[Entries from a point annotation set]
● ● ●
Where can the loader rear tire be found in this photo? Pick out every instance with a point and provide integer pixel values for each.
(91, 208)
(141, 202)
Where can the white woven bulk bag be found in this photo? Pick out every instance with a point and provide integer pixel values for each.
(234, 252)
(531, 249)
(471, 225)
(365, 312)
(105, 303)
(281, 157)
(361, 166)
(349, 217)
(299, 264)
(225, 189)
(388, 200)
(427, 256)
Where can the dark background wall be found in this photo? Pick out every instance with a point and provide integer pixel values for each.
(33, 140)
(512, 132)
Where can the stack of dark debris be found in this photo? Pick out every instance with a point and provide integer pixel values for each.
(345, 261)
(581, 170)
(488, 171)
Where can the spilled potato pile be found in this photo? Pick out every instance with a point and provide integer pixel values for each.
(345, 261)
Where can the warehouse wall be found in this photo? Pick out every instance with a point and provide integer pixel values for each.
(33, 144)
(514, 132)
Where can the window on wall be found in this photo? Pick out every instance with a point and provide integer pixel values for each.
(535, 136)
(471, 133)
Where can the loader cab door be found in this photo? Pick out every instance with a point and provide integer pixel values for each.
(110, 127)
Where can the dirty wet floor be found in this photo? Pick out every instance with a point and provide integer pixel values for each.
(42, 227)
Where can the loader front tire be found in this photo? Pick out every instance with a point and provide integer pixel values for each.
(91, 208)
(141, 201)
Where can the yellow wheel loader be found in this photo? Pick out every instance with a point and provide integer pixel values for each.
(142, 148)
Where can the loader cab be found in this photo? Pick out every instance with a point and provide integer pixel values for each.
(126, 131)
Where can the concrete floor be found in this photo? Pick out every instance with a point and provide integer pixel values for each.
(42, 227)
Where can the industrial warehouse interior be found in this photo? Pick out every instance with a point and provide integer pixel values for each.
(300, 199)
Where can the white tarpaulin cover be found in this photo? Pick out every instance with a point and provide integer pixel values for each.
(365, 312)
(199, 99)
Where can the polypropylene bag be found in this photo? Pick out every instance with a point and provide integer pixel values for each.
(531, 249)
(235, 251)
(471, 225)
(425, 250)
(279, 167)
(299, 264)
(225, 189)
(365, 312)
● ● ●
GIVEN EXERCISE:
Reproduce every one of the records above verbatim, preserving each line without alteration.

FULL RESPONSE:
Where can the loader rear tire be found in this photo? Pick out every instance with a point and provide integer pixel values for each.
(91, 208)
(141, 202)
Where can the white woven bulk bag be found in this photo? Pick out every instance with a point and provide integer pixel values for each.
(234, 252)
(531, 249)
(471, 225)
(365, 312)
(105, 303)
(281, 157)
(361, 166)
(349, 217)
(299, 264)
(225, 189)
(388, 200)
(427, 256)
Where can the dark background wall be found in this photo? Pick out every instance with a point and provide integer pixel values for each.
(33, 140)
(512, 132)
Where can the stack of dark debris be found in this photo? Pick out every instance with a point and provide integer pixel values for each.
(345, 261)
(581, 170)
(488, 171)
Where can the spilled potato pile be found in this photo? Pick out every instance with a point and provide integer pixel values for each.
(345, 261)
Where can the warehouse wall be found in this photo? Pick out every instance with a point and provide integer pixel values for each.
(33, 144)
(514, 132)
Where can the window on wall be found in this photo? Pick out every instance with a point and provide integer pixel values for each.
(535, 136)
(471, 133)
Where can the loader cab door be found in this photo? Pick out every instance with a point and provide integer pixel values for each.
(110, 127)
Where can the dirty wet floor be found in this photo? Pick out every instance with a point and provide integer pixel values for each.
(42, 227)
Where can the loader front tire be found in this photo? Pick out every instance with a point and provide integer pixel values for each.
(91, 208)
(141, 201)
Where can the yellow wheel loader be found in this photo? Pick out every instance with a point and provide integer pixel values for each.
(142, 148)
Where can the loader cab be found in this photo? Pick out every instance with a point and provide integer pixel values for each.
(126, 131)
Where can the concrete floor be found in this photo? Pick out every instance with a point and provide integer pixel values for each.
(42, 227)
Where can the industrial warehouse interior be found in this photo? Pick out every instance with a point and provide integer pixel values for each.
(300, 199)
Where can the white tarpaulin cover be found in this photo? Pick out every instance with a point and provide integer pixel values for each.
(365, 312)
(199, 99)
Where can the polypropylene bag be found in this photo? Pick out every instance with a point and provide integer pixel values for each.
(531, 249)
(235, 251)
(471, 225)
(425, 250)
(279, 167)
(299, 264)
(225, 189)
(365, 312)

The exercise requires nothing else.